■ **Data section**
○ ○ ○ ○ ○

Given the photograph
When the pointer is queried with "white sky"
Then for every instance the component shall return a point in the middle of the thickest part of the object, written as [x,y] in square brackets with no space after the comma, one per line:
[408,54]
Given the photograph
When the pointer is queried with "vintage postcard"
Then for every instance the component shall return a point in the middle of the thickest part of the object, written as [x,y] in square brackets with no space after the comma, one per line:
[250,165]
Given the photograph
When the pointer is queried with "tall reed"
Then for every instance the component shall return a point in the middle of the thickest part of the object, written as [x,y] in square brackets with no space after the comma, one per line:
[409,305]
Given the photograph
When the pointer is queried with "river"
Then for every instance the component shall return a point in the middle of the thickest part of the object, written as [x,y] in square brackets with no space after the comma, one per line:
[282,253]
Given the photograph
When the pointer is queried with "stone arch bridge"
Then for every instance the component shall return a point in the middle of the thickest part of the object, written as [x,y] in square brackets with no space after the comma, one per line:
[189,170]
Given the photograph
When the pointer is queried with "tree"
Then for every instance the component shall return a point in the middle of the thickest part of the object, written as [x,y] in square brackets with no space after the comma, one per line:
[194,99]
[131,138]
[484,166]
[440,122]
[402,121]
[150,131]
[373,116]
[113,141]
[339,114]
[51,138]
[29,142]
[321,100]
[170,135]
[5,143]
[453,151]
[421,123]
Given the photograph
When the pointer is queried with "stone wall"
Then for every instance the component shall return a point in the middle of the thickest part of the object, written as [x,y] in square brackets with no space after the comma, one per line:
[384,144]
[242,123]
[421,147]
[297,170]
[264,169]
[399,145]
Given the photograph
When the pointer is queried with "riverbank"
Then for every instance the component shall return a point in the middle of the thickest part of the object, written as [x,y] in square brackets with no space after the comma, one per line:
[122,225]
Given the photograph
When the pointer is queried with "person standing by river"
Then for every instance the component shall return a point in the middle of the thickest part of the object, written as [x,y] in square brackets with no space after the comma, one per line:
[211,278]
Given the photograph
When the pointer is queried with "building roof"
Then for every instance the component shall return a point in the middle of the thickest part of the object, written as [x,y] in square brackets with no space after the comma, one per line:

○ ○ ○ ○ ○

■ **Your instructions**
Return every line exactly.

■ **Solution for this problem**
Given the photograph
When the pointer is queried with "white sky"
Then for every instance the component shall return a point in the middle of the thickest part of the object, written as [x,y] in square brackets with no space after the comma, one per line:
[408,54]
Given the photograph
When the pointer is queried with "vintage postcard"
Then for every instance the component shall return a point in the middle of the thickest part of the object, written as [x,y] in square brackets with no space after the comma, one per line:
[250,165]
Given the photograph
When the pointer is queried with "tall reed"
Then for every instance the component shall return a point in the middle of the thickest part of the object, written as [x,y] in square brackets with no space after the comma, one per line:
[409,305]
Given the photograph
When the pointer is queried with "river"
Then for every instance the component shall return a point in the middle of the thickest part of the object, written as [x,y] in square brackets with no space after the comma, one per line:
[282,253]
Given the photograph
When the pointer is queried with "stone arch bridge"
Then for every instance the component shall return a point in the middle of the thickest part of the object, written as [x,y] in square brackets with no space after the comma, one per line:
[189,170]
Given the photograph
When the pointer is queried with "tree"
Then for every instance the component shall return a point in the middle of the thickest part of the object, written as [x,y] in square brackets with no space after the comma, one per line:
[194,99]
[131,138]
[484,166]
[440,122]
[402,121]
[150,131]
[373,116]
[113,141]
[339,114]
[51,138]
[29,142]
[321,100]
[170,135]
[5,143]
[453,151]
[421,123]
Given the photograph
When the pointer is queried with "stone wall"
Then for every instance the component shall return a point in the middle of the thickest part of the object, written as [x,y] in square brackets with no space after the comma, one per line:
[384,144]
[242,123]
[421,147]
[297,170]
[264,169]
[399,145]
Given the photograph
When the pointer is queried with "riverbank"
Then for every instance the component shall return a point in the middle of the thickest part of the object, written as [x,y] in square brackets with no space after the comma, one per line:
[122,225]
Given the photograph
When the pointer is queried with "person standing by river"
Then for every instance the component shall return a point in the middle of the thickest part of the object, written as [x,y] in square brackets with no space after the comma, one per line:
[211,278]
Given the photograph
When the pointer is queried with "building roof"
Then for every instance the component shall return a point in the middle of the thickest part of the object, written as [x,y] in square brackets with no space after the comma, one per line:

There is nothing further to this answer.